Data excerpts
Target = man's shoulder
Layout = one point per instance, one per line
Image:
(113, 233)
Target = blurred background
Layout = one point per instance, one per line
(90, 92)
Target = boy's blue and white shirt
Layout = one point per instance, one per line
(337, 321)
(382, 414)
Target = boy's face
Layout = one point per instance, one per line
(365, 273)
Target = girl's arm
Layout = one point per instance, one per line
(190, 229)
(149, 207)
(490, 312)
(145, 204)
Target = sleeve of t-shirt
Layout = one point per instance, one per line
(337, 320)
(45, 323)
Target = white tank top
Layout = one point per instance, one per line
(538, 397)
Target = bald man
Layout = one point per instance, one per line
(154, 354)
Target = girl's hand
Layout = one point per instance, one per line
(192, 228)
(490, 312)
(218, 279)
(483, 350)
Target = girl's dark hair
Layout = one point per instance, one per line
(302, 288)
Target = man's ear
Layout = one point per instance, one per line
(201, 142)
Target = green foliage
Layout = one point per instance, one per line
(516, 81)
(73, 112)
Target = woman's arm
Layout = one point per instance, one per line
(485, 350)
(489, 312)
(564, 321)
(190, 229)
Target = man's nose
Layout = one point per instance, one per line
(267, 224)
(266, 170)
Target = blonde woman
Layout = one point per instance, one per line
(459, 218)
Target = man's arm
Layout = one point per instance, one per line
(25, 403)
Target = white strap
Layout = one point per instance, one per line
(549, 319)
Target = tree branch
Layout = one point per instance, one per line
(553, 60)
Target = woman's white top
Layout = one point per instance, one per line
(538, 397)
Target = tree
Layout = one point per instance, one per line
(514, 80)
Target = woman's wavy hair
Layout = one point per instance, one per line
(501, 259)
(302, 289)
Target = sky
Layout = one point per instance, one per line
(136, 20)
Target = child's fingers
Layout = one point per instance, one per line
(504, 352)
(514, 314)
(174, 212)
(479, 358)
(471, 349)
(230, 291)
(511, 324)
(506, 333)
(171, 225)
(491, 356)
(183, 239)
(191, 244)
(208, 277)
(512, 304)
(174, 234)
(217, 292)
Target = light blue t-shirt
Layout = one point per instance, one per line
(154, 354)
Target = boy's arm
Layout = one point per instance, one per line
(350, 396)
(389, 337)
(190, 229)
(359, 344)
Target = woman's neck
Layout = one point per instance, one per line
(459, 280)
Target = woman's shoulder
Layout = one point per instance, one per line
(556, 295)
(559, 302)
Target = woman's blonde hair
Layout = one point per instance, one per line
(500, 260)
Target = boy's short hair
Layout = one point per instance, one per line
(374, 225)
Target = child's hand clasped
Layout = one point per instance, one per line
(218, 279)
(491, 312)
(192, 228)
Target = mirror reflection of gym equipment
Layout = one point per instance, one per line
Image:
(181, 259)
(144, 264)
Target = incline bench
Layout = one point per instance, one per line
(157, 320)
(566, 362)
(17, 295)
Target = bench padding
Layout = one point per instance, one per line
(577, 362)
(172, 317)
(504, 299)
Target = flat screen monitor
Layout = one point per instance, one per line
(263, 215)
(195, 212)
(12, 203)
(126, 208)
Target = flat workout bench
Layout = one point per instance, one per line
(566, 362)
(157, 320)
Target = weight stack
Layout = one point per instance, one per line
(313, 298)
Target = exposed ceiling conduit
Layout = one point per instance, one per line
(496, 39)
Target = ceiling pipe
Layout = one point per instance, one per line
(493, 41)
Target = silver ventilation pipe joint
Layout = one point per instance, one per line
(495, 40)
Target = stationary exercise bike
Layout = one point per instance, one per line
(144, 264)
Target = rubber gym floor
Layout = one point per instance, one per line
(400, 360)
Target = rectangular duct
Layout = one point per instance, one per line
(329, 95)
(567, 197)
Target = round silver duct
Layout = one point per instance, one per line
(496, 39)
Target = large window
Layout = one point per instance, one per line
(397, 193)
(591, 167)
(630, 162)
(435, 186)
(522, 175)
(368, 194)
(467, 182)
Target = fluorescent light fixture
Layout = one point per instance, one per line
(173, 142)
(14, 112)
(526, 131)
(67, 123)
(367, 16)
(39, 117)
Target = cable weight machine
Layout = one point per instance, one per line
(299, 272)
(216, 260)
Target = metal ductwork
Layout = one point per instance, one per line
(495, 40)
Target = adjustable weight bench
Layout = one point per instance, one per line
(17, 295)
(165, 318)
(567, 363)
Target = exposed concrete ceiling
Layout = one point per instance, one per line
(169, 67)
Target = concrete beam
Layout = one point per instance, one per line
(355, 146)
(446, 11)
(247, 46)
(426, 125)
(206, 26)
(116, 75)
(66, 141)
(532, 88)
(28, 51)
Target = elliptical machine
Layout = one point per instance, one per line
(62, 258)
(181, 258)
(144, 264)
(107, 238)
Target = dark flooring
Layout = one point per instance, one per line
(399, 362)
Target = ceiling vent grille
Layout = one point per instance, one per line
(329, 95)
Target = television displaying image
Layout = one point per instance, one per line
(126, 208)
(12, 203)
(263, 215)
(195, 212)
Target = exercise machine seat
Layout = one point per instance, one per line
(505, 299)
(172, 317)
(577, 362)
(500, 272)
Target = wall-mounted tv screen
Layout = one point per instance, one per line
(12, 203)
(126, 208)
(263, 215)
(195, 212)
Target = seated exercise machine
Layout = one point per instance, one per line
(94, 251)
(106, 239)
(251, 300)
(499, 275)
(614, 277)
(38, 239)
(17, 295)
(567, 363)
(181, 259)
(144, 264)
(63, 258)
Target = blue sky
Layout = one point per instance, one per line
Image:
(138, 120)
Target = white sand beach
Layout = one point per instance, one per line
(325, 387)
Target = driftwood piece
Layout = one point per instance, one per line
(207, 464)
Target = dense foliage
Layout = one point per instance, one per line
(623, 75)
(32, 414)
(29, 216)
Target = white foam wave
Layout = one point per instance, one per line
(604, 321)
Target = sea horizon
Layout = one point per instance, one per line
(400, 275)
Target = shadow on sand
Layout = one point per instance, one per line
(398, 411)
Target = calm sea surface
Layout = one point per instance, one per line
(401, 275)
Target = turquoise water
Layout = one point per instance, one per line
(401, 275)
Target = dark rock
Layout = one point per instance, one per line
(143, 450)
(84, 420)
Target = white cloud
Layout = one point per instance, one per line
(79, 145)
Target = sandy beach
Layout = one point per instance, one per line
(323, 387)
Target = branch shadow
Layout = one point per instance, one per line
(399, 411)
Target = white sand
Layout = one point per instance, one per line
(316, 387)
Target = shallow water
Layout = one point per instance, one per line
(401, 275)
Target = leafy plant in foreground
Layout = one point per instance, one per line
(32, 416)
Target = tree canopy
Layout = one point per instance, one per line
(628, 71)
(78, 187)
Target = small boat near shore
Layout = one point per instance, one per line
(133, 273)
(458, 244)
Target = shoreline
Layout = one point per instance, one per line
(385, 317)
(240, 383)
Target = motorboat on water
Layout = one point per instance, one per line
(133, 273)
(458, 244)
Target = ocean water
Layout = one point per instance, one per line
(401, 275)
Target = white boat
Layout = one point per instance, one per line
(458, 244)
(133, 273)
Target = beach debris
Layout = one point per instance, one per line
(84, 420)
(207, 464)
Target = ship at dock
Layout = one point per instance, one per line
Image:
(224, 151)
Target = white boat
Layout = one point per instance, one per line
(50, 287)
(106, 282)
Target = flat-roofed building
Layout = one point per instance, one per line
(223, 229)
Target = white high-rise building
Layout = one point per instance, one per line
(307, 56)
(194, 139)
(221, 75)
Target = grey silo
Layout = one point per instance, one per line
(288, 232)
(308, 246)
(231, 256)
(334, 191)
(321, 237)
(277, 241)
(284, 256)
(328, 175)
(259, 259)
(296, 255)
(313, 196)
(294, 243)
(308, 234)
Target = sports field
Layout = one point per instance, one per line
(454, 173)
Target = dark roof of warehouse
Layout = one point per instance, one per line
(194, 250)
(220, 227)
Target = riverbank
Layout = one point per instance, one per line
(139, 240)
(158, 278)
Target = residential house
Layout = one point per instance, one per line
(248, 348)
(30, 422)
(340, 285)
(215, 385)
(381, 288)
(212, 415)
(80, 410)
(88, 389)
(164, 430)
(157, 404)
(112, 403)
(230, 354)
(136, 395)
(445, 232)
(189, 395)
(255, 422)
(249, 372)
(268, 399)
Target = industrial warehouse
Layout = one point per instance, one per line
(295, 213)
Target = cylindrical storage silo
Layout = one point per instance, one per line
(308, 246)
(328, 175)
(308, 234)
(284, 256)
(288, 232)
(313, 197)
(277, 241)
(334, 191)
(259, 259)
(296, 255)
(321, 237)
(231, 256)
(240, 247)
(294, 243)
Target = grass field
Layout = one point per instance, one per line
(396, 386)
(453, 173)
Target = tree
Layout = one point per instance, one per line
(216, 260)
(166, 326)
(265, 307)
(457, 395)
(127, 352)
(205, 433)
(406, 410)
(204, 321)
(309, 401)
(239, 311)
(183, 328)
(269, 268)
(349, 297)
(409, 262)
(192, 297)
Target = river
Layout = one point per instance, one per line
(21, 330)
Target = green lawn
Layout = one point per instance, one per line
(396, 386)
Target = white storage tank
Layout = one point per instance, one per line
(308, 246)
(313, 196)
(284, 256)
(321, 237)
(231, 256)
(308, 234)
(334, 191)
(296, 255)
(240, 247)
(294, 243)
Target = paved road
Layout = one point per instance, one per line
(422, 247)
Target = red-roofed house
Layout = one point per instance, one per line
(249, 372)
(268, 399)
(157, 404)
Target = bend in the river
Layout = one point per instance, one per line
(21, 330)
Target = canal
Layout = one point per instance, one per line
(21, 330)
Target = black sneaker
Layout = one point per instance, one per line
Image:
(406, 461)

ASSIGNED TASK:
For the string "blonde", show each line of the entries above where it occurs.

PROBLEM SOLUTION:
Target = blonde woman
Target = woman's blonde hair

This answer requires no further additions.